:: EXERCISE INPUT
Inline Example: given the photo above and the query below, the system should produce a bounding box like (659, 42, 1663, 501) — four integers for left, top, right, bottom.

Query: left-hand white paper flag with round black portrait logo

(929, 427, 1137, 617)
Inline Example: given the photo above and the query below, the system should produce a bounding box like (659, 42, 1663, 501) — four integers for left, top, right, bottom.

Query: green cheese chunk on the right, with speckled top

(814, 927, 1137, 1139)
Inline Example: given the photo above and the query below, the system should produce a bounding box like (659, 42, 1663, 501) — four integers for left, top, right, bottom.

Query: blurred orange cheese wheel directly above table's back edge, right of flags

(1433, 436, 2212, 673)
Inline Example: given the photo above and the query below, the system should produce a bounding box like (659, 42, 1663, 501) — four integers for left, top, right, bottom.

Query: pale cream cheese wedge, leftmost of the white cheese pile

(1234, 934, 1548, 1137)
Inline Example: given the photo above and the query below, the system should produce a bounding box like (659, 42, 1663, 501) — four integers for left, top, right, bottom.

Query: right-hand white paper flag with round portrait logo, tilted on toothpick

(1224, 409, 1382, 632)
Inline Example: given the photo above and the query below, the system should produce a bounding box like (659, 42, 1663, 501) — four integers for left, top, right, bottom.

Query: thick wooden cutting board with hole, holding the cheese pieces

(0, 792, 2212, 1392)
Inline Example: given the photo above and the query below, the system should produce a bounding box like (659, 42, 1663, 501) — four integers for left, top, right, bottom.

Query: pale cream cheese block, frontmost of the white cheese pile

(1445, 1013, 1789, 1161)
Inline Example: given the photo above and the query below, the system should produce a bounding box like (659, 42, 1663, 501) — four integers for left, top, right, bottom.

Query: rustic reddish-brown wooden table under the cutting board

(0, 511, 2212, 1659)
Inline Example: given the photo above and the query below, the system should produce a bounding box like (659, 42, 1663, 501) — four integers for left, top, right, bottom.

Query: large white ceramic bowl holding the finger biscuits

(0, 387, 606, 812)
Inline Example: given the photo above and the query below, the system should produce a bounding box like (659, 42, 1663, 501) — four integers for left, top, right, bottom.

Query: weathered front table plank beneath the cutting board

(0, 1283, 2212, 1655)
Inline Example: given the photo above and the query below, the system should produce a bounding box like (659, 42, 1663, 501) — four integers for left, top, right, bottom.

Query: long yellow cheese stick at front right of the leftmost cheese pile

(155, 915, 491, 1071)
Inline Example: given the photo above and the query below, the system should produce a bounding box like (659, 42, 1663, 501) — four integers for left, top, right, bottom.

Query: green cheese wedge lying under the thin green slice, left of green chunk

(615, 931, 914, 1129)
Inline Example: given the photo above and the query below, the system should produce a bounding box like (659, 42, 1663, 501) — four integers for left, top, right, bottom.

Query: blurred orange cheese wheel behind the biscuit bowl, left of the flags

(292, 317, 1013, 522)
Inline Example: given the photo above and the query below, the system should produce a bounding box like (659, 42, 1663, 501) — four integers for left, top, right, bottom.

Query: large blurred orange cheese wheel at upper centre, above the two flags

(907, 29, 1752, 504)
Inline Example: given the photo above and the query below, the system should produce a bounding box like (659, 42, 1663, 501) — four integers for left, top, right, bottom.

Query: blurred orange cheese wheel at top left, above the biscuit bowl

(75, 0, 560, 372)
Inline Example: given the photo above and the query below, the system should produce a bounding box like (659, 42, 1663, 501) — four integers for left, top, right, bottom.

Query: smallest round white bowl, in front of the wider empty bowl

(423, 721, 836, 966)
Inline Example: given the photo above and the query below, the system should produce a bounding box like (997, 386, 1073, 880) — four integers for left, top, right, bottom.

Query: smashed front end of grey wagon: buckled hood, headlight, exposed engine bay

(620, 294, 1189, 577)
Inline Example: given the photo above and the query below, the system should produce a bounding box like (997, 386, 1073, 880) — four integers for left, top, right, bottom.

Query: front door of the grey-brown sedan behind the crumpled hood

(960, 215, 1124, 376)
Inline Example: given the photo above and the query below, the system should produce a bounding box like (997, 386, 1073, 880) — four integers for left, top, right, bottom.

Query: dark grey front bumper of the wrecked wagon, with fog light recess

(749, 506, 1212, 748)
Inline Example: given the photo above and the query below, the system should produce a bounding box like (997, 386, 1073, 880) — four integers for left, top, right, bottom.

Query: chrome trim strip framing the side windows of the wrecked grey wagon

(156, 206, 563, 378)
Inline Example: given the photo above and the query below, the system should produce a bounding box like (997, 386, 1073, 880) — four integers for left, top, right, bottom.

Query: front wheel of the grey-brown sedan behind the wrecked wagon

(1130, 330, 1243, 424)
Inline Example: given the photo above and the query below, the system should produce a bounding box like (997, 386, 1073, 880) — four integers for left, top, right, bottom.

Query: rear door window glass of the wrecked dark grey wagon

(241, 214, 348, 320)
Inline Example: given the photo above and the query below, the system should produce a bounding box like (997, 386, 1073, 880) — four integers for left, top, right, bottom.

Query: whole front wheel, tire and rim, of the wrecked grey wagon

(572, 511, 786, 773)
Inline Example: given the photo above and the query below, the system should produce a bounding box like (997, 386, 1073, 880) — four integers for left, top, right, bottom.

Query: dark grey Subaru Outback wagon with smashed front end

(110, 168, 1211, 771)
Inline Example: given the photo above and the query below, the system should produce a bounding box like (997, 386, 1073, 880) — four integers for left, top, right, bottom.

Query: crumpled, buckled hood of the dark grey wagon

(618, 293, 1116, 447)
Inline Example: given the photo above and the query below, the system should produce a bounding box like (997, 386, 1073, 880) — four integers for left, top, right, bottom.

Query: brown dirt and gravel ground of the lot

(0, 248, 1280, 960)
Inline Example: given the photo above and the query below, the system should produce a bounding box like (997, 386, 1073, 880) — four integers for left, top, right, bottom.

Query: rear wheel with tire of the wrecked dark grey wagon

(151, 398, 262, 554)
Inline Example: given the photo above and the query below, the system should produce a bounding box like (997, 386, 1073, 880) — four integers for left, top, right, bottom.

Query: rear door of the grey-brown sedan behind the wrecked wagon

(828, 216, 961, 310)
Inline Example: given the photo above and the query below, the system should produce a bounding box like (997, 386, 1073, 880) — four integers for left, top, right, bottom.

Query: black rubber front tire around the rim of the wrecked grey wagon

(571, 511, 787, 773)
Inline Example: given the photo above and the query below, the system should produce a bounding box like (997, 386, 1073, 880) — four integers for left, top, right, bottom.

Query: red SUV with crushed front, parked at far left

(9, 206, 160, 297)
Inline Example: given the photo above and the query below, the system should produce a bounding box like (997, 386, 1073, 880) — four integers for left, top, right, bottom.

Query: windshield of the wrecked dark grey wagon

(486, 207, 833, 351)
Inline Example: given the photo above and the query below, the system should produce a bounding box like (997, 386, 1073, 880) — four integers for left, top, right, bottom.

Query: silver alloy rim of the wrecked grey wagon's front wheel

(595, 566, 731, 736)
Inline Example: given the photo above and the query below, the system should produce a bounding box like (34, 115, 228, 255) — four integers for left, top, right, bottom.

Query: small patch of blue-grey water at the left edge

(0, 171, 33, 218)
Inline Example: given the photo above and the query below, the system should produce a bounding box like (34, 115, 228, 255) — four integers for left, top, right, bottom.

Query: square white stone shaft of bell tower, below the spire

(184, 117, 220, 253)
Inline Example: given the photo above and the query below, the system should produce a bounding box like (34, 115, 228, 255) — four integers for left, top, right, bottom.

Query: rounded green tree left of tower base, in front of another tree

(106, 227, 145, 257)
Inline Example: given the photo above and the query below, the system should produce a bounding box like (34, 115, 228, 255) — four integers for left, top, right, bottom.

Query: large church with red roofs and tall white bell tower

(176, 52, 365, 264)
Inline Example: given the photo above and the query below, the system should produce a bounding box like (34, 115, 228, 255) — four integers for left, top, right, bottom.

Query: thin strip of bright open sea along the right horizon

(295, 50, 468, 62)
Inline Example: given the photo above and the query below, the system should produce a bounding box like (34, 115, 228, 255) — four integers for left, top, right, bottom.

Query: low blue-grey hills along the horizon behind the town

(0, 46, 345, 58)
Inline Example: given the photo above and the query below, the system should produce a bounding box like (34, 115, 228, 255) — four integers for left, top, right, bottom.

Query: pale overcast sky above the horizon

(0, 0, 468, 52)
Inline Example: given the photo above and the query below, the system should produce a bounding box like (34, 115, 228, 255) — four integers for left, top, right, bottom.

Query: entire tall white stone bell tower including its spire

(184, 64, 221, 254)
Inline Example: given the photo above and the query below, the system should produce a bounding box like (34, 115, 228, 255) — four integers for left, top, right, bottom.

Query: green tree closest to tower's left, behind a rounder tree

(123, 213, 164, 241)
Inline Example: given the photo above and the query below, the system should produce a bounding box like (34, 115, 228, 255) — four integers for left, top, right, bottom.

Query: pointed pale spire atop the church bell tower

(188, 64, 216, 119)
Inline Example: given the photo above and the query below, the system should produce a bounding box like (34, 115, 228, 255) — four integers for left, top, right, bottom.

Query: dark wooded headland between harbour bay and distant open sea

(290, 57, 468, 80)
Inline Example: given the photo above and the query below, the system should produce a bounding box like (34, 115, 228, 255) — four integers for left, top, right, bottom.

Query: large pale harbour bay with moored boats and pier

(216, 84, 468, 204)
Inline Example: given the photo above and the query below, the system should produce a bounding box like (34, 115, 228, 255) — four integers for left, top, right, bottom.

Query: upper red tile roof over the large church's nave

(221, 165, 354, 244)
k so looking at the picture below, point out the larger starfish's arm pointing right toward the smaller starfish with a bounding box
::::
• TASK ITEM
Nothing should appear in the output except the lines from the one with "Query: upper red" through the end of the records above, copied exactly.

• RESPONSE
Query: upper red tile roof over the large church's nave

(221, 165, 354, 244)
k so looking at the picture below, point out the larger starfish's arm pointing right toward the smaller starfish with a bounding box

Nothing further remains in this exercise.